[EXERCISE OBJECTIVE]: Lay out the lines below as a JSON list of strings, one string per line with blank lines omitted, starting at the line that contains "like x=158, y=156." and ending at the line that contains "x=47, y=286", both included.
[begin MATERIAL FOR THIS TASK]
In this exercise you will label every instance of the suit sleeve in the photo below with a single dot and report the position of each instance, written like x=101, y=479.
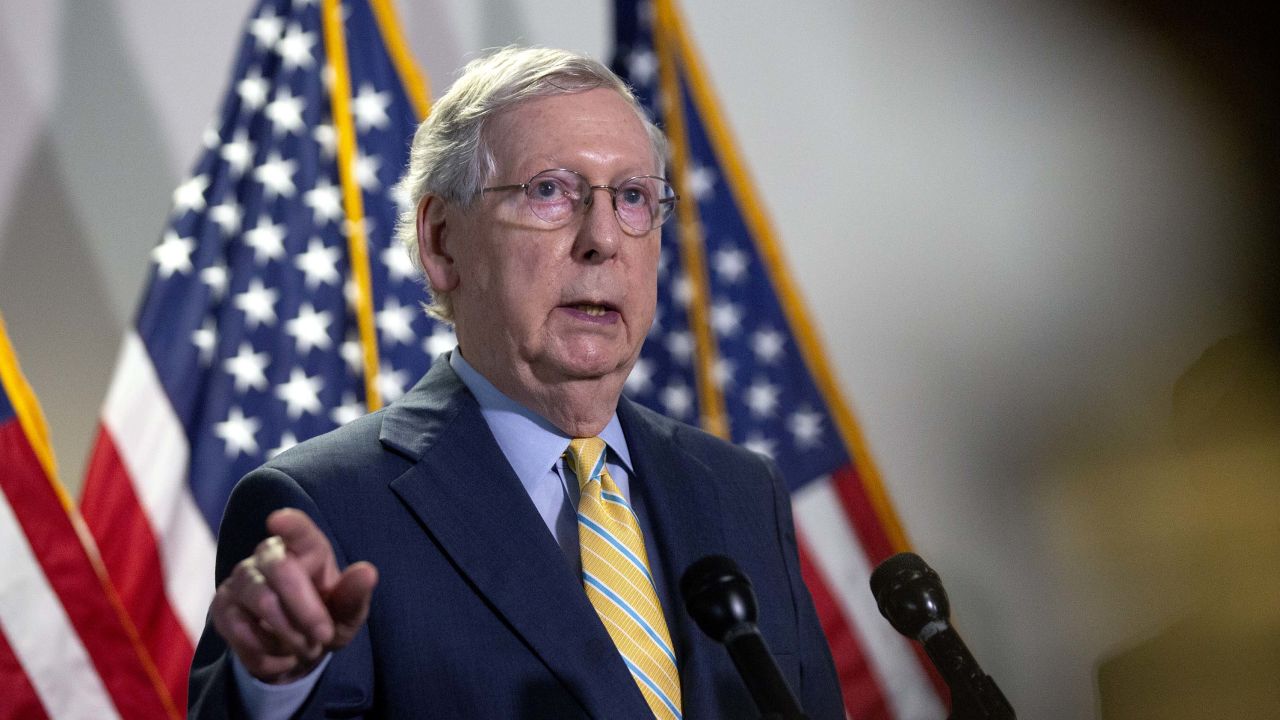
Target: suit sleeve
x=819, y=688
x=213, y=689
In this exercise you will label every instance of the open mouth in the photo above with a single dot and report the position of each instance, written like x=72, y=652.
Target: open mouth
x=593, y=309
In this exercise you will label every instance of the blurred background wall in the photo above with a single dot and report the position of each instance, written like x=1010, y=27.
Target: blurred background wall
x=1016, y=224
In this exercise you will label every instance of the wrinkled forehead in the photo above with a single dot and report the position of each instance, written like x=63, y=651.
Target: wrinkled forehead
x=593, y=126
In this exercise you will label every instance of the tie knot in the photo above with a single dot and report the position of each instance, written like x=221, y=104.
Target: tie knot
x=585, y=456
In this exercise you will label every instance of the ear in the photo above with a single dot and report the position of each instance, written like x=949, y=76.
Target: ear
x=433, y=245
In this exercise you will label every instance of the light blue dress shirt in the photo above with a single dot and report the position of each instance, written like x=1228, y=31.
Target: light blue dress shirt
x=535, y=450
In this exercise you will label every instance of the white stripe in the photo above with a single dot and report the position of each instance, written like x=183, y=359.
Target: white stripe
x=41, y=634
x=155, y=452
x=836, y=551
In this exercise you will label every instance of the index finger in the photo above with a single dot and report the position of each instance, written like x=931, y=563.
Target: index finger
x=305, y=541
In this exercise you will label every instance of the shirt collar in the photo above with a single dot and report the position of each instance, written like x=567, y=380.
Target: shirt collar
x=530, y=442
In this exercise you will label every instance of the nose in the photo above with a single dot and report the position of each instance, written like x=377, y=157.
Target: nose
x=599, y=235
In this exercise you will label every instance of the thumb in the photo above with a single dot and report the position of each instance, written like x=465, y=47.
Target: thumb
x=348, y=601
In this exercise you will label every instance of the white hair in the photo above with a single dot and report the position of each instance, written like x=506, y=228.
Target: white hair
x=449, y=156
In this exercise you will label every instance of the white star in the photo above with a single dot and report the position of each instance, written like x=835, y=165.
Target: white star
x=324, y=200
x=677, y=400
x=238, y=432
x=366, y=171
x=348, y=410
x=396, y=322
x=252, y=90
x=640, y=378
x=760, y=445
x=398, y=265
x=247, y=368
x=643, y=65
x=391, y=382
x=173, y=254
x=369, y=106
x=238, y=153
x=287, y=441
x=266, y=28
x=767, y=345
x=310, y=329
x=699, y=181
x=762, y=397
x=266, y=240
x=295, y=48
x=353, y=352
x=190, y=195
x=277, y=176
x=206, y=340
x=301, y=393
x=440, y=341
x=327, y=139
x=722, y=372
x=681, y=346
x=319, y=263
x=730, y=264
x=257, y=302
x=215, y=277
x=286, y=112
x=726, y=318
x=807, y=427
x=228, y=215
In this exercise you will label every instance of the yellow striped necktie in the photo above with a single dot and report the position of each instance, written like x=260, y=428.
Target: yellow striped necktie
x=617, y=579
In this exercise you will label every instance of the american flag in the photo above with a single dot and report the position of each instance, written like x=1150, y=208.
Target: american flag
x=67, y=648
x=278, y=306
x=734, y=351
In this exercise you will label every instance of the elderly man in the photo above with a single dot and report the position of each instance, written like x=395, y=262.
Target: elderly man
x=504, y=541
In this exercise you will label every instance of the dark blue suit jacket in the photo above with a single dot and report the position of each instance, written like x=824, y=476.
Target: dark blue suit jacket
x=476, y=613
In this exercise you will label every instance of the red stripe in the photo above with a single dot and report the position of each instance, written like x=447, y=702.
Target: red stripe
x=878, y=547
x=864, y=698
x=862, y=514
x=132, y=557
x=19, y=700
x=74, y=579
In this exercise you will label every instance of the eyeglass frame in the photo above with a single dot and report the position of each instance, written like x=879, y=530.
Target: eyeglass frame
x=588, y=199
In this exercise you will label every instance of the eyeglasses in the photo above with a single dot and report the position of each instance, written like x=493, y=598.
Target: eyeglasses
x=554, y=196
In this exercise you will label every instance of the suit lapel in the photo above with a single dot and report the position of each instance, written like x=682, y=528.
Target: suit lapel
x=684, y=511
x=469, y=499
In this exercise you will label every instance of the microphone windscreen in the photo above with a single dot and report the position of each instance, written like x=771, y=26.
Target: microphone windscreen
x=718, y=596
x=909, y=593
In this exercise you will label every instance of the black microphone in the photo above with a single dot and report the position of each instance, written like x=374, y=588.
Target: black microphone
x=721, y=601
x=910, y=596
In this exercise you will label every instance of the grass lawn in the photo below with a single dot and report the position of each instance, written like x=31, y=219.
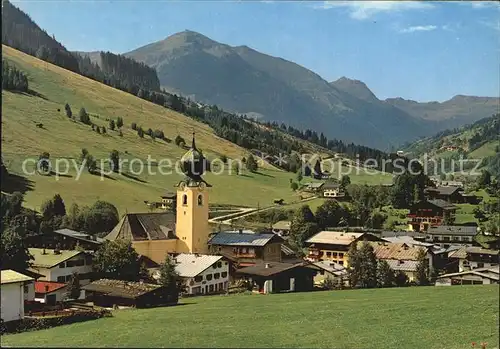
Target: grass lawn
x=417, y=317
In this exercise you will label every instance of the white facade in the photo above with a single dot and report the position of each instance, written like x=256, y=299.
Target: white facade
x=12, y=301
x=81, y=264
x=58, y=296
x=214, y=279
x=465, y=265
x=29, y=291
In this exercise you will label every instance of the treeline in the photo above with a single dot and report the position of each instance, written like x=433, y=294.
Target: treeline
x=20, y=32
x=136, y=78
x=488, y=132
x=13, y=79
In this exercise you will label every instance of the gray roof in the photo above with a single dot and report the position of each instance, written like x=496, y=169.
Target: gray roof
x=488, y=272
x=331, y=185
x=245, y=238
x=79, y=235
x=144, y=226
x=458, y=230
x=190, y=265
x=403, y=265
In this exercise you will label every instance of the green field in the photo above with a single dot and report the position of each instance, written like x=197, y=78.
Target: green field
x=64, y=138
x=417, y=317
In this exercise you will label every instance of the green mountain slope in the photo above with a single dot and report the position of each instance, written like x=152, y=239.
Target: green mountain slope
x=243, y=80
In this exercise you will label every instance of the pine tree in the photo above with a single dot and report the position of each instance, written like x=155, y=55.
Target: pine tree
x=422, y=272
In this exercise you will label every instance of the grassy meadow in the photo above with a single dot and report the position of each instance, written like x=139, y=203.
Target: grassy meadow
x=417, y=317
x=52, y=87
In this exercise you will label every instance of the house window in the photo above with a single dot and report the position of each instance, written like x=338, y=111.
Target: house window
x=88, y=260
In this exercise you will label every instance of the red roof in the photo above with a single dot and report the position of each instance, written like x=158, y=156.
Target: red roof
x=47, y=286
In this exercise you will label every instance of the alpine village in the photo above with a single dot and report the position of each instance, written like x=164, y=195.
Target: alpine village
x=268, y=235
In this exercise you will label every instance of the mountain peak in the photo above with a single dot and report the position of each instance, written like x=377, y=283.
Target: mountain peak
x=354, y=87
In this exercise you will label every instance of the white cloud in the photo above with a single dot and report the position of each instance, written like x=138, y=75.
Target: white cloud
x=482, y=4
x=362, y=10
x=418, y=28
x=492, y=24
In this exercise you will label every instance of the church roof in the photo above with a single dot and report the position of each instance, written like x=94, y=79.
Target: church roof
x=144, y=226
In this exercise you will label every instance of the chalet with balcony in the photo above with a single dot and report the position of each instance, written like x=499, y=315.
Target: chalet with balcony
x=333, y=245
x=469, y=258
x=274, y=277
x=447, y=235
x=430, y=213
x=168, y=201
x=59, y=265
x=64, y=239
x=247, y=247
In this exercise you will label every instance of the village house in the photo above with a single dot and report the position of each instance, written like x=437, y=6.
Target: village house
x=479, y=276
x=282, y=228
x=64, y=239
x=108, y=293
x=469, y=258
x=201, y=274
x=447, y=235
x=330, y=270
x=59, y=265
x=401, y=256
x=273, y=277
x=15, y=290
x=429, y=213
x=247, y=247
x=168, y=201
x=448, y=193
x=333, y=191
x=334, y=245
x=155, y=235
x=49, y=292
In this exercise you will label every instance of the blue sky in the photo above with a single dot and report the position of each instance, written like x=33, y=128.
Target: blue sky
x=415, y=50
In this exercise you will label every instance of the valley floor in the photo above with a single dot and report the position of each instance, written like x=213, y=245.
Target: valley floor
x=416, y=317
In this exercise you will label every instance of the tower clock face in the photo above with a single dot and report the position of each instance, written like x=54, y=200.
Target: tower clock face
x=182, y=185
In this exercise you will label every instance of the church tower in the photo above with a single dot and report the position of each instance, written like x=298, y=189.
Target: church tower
[end MATERIAL FOR THIS TASK]
[RESPONSE]:
[
  "In this exercise you will label every instance of the red roof in the photo above with a single dot and report the position of each instance, written like x=158, y=156.",
  "Target: red roof",
  "x=47, y=286"
]